:: Text passage ::
☆ ☆ ☆ ☆

So Zara is a sable! I didn't know that, I hope she keeps the black on her face
View attachment 8564


----------



## Wicked Pixie (Oct 14, 2011)

It is interesting that Toby was so clearly sable even as a puppy. He and Bambi are pretty much the same colour as adults, but when she was a puppy she was a clear fawn with a black mask. All the dark hairs in her coat appeared gradually, and her base colour has darkened from fawn more towards red now.


----------



## pupluv168 (Mar 7, 2012)

Wicked Pixie said:


> It is interesting that Toby was so clearly sable even as a puppy. He and Bambi are pretty much the same colour as adults, but when she was a puppy she was a clear fawn with a black mask. All the dark hairs in her coat appeared gradually, and her base colour has darkened from fawn more towards red now.


Yeah, I think his coloring was more defined as a puppy than now. I definitely knew he was sable right away from the first pictures. 


Sent from my iPhone using Petguide.com App


----------



## charchi (Apr 17, 2012)

Hi guy,s just wanted to say there all such cuties, some of them have some really cute outfits on too.Zorana, i love Leo,s harness and would love to buy 1 like this. Would you mind telling me where you bought it please, very cute. also his little striped t/shirt is georgous to. Toby has an adorable little shirt on as well. We are all sooo lucky to have these little guy,s dont you think?

☆ ☆ ☆ ☆

(Some lines)
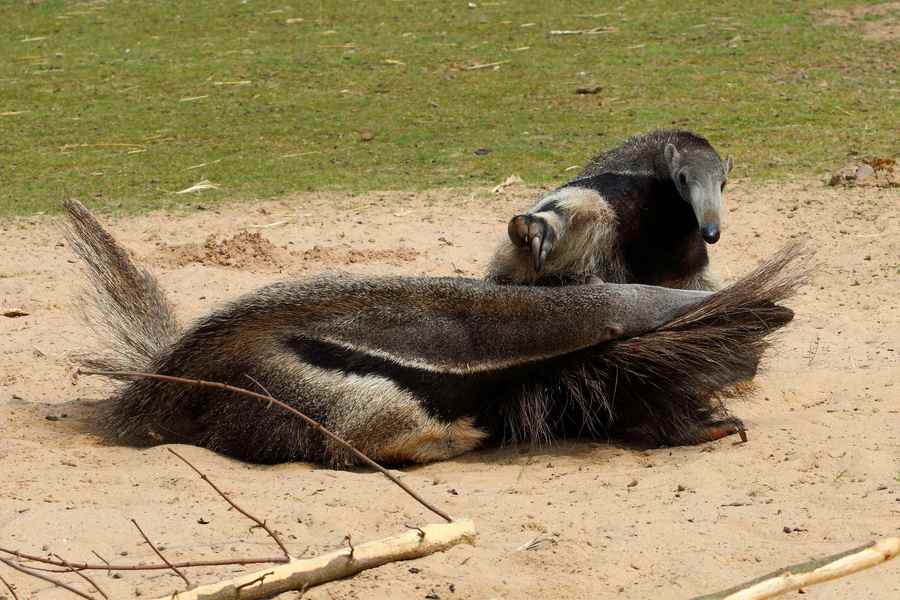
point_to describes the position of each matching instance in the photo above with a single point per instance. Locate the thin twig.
(47, 578)
(83, 576)
(9, 587)
(101, 558)
(261, 524)
(82, 566)
(159, 554)
(269, 399)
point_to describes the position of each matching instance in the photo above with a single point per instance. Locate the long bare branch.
(9, 587)
(82, 566)
(160, 555)
(83, 576)
(12, 565)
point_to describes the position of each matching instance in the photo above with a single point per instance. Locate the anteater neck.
(660, 238)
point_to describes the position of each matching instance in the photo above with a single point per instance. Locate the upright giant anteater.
(639, 213)
(422, 369)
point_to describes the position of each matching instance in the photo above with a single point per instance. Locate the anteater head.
(700, 175)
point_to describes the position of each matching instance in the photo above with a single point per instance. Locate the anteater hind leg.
(384, 421)
(716, 430)
(686, 432)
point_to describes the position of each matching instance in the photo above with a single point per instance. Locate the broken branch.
(261, 524)
(811, 573)
(159, 554)
(310, 572)
(9, 587)
(84, 576)
(47, 578)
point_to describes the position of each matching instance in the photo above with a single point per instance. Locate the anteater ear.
(728, 164)
(672, 158)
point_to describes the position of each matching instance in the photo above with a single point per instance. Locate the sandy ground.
(821, 472)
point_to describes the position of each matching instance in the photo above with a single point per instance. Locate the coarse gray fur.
(642, 212)
(422, 369)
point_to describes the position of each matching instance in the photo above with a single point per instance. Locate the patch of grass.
(118, 102)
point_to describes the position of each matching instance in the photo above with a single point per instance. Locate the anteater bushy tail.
(126, 305)
(667, 386)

☆ ☆ ☆ ☆

:: Your instructions ::
Go on with the forum thread about sable puppy coats, writing what comes after its final post.

:: Exercise response ::
----------



## roxysmum (Sep 5, 2012)

Roxy's changed loads. She doesn't even look like the same dog. 
This is Roxy at 7 weeks
View attachment 8565

And now at almost 5 months with her lil sister
View attachment 8568


----------



## Evelyn<3Romeo (May 7, 2012)

great thread!! I'm told romeo was pure white as a puppy, now he's gone a pale blonde along his back and tail, his colour gets lighter towards his feet and nose  x


----------



## heartagram (Aug 4, 2012)

Oh roxy is lovely! I like the colour of her little sister.






Does anyone know what colour this chi would be considered, is it called a wolf sable? or anything particular? I love that black/grey mix look.


----------



## Zorana1125 (Oct 24, 2010)

ozziegirl said:


> Hi guy,s just wanted to say there all such cuties, some of them have some really cute outfits on too.Zorana, i love Leo,s harness and would love to buy 1 like this. Would you mind telling me where you bought it please, very cute. also his little striped t/shirt is georgous to. Toby has an adorable little shirt on as well. We are all sooo lucky to have these little guy,s dont you think?


Thank you! It's called a buddy belt and they are made in Canada. It's a really great harness and has become quite a hit on this forum too.
Where are you located? I bought mine online and a few from a local boutique. If you decide to get one and need help with sizing, let me know!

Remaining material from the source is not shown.